TEXT Start Marker

Coffee originated in the Arab world too, but in Standage’s view, its iconic status as “the ideal beverage ... for the Age of Reason” grew in European coffeehouses, hotbeds of gossip and debate that stimulated commercial and scientific innovation. Lloyd’s of London was founded by a group of insurance underwriters renting booths in a coffeehouse frequented by shipowners; a coffeehouse argument among members of the Royal Society sparked Isaac Newton’s “Principia.” The author’s lively portrait of caffeine-fueled intellectual life, however, gains nothing from his specious declaration that 17th century coffeehouses were, “[l]ike modern Web sites ... vibrant and often unreliable sources of information.” Straining to provide contemporary parallels is his one besetting sin -- unsurprising, perhaps, in someone whose book about the telegraph was titled “The Victorian Internet.”

Standage is on firmer ground when delineating a beverage’s historic effect. The tea trade’s powerful role in establishing English imperialism is a familiar story, but he retells it well and adds some intriguing details. (As tea became cheaper and more popular in Britain, he notes, its antibacterial properties improved public health by reducing the instance of waterborne diseases, such as dysentery.)

TEXT End Marker

WORK TASK A: Return the passage of the review starting at "Standage is on" and ending at "such as dysentery.)".
WORK TASK B: Please translate this sentence from the review into Spanish: "Standage is on firmer ground when delineating a beverage’s historic effect."
WORK TASK C: According to the review, who founded Lloyd’s of London?

DATASET Start Marker

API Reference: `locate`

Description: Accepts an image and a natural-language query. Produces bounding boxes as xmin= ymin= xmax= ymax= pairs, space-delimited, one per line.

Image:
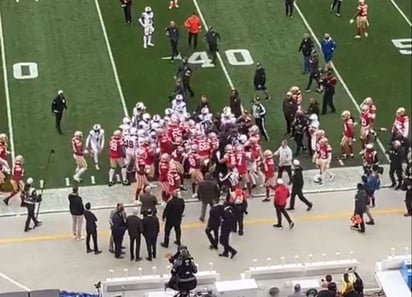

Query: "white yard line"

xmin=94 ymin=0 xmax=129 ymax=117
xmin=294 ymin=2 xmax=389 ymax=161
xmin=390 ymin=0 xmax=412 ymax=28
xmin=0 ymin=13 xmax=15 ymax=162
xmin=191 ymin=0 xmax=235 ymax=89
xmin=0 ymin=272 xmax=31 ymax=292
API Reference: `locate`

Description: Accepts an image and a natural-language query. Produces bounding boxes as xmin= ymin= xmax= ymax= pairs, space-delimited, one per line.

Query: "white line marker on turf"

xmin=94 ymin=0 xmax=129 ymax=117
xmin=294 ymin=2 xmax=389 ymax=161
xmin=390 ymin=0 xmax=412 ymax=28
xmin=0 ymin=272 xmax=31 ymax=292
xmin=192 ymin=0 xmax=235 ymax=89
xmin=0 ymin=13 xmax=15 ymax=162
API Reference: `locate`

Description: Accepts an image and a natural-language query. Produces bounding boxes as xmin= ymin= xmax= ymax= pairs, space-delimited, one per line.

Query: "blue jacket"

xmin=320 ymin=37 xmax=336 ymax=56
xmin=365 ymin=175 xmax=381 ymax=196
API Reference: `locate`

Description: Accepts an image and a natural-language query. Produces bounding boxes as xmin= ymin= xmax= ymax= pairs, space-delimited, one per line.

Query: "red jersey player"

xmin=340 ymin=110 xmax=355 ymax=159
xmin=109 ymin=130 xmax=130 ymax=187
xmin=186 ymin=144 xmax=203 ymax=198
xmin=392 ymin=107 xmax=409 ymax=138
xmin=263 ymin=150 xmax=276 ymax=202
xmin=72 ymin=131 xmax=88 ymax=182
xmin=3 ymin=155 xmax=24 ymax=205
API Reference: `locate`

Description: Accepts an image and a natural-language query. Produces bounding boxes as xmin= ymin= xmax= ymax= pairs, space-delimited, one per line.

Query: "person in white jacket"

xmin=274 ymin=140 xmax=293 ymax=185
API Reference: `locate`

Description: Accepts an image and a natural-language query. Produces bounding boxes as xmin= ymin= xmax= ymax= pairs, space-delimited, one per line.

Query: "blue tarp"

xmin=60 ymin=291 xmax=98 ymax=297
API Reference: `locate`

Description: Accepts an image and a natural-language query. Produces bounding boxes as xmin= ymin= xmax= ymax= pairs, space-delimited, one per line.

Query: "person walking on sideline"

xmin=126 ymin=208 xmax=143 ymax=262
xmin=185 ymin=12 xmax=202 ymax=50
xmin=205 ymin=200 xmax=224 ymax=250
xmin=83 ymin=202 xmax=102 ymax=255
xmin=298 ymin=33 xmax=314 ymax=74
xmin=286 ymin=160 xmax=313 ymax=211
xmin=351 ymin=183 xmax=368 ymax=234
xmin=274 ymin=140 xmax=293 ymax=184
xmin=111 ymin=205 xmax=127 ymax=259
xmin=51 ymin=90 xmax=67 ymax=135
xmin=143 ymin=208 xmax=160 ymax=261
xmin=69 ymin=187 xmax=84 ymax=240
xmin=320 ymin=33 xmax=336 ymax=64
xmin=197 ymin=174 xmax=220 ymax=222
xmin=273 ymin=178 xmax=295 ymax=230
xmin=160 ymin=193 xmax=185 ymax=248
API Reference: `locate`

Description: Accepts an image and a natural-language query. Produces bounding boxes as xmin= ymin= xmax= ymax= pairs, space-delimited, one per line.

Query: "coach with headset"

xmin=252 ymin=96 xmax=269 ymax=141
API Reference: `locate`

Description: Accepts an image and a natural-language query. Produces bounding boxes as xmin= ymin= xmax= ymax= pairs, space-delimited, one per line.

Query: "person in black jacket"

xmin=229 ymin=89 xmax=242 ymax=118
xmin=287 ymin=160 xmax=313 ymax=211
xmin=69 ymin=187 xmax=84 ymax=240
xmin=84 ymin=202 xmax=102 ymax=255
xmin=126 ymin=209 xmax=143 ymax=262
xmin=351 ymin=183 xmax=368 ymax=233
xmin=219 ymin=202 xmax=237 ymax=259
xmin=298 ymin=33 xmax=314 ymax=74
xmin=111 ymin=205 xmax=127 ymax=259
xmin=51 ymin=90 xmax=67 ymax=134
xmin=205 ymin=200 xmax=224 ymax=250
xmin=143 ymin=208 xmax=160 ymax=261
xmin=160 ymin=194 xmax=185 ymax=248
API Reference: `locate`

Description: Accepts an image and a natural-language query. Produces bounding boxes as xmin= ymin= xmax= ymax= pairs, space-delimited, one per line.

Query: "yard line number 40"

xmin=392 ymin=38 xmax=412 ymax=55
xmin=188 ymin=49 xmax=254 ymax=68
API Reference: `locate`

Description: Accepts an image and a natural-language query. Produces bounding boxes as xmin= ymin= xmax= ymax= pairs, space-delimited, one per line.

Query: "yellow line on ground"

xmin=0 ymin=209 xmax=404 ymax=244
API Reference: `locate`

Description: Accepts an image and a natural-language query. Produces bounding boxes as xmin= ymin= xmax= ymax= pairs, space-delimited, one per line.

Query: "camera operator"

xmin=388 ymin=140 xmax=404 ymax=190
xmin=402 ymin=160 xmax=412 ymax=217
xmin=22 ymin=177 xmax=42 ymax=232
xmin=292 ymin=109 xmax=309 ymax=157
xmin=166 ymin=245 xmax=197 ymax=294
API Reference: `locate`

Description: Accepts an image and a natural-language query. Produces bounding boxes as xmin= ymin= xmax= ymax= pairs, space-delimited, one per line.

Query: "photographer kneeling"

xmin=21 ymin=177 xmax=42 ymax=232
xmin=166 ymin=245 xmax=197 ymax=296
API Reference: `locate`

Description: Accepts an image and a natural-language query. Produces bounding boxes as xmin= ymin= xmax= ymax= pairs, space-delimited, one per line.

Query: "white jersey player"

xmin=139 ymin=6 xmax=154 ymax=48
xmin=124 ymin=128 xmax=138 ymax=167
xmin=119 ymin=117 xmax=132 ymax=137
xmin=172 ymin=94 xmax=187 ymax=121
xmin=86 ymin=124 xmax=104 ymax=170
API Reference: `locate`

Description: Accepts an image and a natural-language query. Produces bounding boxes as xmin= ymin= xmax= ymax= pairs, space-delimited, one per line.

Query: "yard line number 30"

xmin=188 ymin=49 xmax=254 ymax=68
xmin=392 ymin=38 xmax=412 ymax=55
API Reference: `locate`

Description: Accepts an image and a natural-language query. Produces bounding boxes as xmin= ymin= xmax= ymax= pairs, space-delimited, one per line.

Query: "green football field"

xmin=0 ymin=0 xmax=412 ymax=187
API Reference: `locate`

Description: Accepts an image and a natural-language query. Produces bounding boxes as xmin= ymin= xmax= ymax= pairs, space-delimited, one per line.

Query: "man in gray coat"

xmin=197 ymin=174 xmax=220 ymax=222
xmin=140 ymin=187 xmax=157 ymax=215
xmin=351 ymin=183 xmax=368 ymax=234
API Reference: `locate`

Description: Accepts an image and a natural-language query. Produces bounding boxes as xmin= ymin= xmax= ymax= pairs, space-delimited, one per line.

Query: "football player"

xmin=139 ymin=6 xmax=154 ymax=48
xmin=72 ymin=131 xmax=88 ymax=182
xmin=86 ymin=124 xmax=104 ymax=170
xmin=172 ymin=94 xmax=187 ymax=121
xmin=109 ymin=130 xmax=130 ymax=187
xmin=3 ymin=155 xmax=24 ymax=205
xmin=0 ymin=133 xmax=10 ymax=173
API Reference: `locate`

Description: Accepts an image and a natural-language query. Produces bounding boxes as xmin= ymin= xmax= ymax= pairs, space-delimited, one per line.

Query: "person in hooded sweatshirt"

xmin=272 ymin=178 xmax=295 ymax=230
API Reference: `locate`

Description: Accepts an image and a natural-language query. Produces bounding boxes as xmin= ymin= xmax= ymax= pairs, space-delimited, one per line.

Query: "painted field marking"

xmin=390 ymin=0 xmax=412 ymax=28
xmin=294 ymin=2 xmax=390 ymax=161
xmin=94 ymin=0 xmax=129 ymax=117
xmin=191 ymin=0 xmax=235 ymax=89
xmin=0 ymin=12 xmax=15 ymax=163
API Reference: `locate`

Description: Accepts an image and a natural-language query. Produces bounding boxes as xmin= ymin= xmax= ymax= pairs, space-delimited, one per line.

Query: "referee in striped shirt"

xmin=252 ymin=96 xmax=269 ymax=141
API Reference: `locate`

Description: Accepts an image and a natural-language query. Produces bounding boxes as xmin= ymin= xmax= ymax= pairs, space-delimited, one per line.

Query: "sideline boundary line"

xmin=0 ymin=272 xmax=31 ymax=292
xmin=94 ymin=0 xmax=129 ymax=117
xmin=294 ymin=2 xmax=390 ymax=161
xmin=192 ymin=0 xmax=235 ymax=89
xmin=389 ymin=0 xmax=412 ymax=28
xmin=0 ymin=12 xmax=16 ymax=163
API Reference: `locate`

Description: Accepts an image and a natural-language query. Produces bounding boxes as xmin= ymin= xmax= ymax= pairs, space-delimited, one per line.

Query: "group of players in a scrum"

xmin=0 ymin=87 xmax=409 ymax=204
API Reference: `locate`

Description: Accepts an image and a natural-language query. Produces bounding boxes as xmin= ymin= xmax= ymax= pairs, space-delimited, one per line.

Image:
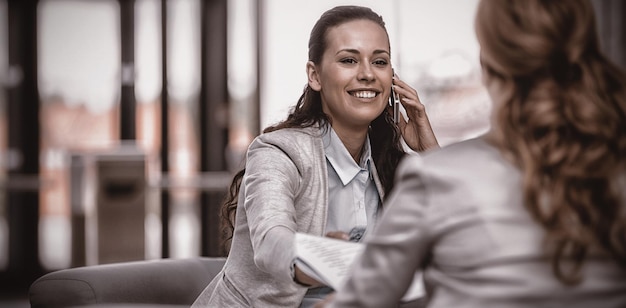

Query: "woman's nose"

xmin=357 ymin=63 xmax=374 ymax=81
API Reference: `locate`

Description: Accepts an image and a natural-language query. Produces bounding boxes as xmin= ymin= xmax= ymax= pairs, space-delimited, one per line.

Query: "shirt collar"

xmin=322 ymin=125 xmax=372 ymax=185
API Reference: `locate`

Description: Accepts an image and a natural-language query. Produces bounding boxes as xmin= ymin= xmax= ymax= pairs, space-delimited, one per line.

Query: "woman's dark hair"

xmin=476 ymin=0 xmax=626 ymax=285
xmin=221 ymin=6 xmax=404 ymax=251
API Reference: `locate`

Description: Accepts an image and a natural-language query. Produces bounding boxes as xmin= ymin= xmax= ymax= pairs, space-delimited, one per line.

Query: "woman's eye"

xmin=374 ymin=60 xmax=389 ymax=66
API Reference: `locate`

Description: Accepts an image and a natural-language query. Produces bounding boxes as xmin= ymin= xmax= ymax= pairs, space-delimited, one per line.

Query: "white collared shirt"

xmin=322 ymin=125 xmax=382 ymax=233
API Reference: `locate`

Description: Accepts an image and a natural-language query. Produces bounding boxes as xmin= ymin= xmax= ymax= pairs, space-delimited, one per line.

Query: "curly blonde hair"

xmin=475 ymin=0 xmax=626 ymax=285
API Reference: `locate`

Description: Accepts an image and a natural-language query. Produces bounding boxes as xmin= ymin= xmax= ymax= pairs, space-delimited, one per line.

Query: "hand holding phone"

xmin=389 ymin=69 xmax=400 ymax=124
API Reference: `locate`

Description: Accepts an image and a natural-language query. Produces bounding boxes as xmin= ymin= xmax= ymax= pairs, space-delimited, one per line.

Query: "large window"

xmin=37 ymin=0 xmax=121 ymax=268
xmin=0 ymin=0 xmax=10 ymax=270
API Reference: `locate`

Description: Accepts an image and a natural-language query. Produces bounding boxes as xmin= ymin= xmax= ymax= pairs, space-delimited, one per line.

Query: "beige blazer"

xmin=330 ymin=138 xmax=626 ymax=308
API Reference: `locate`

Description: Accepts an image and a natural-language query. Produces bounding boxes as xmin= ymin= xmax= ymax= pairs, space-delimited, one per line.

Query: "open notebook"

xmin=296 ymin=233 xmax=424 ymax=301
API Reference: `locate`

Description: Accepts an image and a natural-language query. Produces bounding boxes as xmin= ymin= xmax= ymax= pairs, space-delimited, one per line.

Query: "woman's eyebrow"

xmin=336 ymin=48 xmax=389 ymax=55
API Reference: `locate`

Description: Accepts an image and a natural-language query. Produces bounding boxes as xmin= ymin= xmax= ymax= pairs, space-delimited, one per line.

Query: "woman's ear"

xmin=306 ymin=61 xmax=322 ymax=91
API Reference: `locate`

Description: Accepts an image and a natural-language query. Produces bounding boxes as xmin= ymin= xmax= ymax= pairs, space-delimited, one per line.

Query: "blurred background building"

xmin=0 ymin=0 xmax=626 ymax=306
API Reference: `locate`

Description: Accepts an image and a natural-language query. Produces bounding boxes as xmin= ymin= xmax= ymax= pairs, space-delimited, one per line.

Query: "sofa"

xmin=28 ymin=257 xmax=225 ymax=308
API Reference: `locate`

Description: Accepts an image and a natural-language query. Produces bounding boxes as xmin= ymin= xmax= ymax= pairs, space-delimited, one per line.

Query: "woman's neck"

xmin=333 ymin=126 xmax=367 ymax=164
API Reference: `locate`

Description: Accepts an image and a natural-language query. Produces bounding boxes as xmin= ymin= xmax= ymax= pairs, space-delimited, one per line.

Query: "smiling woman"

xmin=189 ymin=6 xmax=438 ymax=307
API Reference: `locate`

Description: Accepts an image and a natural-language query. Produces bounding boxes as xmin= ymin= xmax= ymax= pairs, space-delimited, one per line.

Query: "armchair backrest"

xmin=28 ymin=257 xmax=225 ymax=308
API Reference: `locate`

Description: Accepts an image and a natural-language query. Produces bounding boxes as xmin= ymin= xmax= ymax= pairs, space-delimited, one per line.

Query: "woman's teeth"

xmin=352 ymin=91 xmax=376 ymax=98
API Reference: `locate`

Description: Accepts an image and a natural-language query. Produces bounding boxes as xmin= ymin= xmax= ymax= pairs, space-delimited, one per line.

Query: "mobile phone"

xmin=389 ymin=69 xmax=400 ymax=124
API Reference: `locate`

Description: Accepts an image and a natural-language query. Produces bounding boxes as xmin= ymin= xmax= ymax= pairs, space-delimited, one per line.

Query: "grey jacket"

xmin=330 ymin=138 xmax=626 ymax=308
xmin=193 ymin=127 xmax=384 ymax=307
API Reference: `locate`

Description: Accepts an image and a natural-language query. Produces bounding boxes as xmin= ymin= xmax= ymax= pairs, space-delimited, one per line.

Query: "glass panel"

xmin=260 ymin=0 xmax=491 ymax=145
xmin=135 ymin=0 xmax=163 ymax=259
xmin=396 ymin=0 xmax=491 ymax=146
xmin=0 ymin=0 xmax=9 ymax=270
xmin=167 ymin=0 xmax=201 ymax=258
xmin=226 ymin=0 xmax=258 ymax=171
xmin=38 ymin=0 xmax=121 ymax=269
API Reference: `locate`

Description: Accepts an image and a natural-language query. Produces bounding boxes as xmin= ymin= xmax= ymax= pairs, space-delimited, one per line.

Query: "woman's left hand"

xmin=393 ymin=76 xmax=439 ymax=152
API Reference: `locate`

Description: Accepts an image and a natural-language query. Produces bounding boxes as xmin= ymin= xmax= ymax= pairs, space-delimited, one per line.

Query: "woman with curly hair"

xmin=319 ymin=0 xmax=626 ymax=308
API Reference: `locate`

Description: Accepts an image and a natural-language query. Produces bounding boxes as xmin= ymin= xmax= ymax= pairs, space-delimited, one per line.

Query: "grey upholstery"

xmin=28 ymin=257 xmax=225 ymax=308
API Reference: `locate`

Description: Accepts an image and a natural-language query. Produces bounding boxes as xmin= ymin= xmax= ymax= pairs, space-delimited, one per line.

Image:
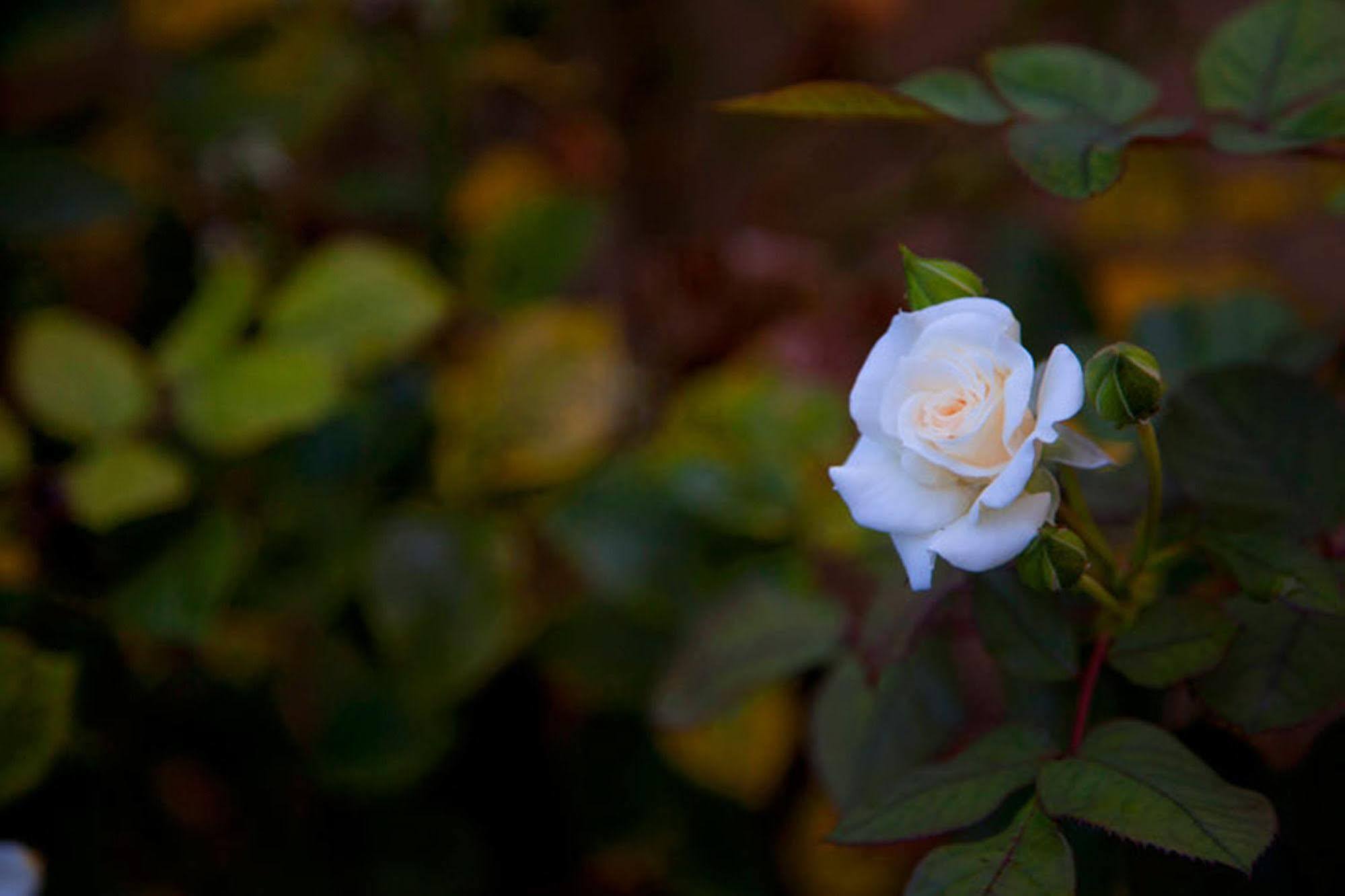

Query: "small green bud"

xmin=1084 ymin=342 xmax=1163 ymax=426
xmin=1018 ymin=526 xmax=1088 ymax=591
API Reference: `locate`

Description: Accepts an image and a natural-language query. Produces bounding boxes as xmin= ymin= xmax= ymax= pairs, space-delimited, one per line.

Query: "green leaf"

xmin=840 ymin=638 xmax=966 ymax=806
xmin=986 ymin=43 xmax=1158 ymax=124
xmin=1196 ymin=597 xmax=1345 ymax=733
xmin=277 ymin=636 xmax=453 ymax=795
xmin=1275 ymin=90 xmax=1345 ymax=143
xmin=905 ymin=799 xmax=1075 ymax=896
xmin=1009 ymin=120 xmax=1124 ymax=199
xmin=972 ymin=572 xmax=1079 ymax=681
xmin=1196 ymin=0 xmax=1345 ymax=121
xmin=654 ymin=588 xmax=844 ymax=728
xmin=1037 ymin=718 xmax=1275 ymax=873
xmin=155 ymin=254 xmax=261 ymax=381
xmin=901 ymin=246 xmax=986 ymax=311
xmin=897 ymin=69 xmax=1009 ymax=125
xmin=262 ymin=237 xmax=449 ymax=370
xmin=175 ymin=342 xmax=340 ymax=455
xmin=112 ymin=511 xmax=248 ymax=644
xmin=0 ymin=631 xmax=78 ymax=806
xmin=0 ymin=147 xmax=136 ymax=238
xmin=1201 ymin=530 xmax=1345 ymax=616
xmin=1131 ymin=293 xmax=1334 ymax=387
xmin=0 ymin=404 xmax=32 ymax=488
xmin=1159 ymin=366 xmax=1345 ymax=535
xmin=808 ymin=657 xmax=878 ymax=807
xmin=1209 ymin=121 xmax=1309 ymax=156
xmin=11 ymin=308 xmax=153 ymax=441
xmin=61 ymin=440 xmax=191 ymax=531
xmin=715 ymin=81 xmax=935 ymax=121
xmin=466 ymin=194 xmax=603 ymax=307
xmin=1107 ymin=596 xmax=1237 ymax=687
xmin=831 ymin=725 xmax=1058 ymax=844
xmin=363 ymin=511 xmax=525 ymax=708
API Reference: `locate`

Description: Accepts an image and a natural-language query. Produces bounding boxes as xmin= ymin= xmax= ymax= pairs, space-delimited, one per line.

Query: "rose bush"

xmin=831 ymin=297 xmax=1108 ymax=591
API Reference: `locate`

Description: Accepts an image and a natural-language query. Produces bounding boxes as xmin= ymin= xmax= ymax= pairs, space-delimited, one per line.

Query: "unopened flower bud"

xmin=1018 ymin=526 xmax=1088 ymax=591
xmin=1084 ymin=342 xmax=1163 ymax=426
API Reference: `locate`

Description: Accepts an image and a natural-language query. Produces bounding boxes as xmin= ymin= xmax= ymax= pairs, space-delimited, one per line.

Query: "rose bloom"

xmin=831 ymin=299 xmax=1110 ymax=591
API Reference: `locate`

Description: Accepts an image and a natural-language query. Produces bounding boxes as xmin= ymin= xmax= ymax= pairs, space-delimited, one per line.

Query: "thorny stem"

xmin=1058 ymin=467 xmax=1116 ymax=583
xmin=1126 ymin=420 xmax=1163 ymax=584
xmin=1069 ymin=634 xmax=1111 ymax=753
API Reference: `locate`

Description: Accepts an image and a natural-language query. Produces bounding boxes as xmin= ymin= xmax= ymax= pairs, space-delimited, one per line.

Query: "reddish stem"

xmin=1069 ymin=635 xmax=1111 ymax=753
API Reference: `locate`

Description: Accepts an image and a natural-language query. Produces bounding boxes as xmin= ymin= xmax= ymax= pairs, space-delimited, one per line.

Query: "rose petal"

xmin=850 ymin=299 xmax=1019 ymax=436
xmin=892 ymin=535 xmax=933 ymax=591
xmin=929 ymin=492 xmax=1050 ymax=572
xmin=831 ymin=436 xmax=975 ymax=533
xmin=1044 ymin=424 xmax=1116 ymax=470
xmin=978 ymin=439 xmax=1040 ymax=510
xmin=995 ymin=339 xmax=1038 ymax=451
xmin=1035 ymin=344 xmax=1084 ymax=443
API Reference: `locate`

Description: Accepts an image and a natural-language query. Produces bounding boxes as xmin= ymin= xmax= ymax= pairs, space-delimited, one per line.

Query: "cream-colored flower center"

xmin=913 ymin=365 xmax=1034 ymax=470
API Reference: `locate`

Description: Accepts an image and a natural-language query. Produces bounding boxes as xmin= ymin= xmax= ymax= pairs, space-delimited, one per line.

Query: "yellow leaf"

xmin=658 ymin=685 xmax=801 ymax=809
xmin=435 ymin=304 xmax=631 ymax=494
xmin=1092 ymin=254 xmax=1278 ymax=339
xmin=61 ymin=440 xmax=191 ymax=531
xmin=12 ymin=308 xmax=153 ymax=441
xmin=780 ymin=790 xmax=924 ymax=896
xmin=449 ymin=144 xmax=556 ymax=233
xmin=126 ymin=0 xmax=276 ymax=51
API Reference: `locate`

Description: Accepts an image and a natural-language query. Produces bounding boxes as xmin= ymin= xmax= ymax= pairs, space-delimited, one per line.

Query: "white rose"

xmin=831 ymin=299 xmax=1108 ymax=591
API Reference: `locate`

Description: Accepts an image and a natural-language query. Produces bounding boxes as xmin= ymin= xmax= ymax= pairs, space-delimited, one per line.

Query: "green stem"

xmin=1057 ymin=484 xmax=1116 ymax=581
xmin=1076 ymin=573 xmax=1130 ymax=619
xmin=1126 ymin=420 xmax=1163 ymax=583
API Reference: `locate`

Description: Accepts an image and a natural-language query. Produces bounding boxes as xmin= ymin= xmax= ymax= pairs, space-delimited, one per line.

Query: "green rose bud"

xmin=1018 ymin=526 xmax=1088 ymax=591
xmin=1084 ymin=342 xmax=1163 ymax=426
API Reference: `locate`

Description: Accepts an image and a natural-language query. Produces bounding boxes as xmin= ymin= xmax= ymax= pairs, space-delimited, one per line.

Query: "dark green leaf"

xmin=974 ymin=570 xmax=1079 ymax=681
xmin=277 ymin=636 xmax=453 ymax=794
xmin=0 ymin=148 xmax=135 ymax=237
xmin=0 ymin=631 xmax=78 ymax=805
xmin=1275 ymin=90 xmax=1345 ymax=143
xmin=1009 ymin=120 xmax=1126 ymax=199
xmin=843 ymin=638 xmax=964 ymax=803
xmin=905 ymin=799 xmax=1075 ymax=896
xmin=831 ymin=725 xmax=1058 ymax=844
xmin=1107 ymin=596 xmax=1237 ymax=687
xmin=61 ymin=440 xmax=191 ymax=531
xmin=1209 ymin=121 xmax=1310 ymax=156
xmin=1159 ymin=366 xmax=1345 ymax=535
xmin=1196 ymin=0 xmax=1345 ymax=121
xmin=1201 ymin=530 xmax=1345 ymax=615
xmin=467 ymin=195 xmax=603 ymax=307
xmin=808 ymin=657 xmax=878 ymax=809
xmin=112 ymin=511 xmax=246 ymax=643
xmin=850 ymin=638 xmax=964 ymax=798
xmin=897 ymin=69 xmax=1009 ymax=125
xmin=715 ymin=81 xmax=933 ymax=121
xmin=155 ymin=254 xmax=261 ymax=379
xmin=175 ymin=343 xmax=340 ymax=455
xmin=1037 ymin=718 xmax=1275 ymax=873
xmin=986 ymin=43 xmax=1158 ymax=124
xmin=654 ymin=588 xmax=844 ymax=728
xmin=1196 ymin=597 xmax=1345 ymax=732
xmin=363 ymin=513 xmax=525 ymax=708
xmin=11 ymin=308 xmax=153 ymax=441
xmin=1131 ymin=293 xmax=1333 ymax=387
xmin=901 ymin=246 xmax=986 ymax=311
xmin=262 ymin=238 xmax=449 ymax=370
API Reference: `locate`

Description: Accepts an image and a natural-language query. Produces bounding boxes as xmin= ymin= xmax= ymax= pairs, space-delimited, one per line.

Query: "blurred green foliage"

DATASET End Marker

RESPONSE AREA A:
Standage is on firmer ground when delineating a beverage’s historic effect. The tea trade’s powerful role in establishing English imperialism is a familiar story, but he retells it well and adds some intriguing details. (As tea became cheaper and more popular in Britain, he notes, its antibacterial properties improved public health by reducing the instance of waterborne diseases, such as dysentery.)

RESPONSE AREA B: Standage pisa terreno más firme cuando describe el efecto histórico de una bebida.

RESPONSE AREA C: A group of insurance underwriters renting booths in a coffeehouse frequented by shipowners.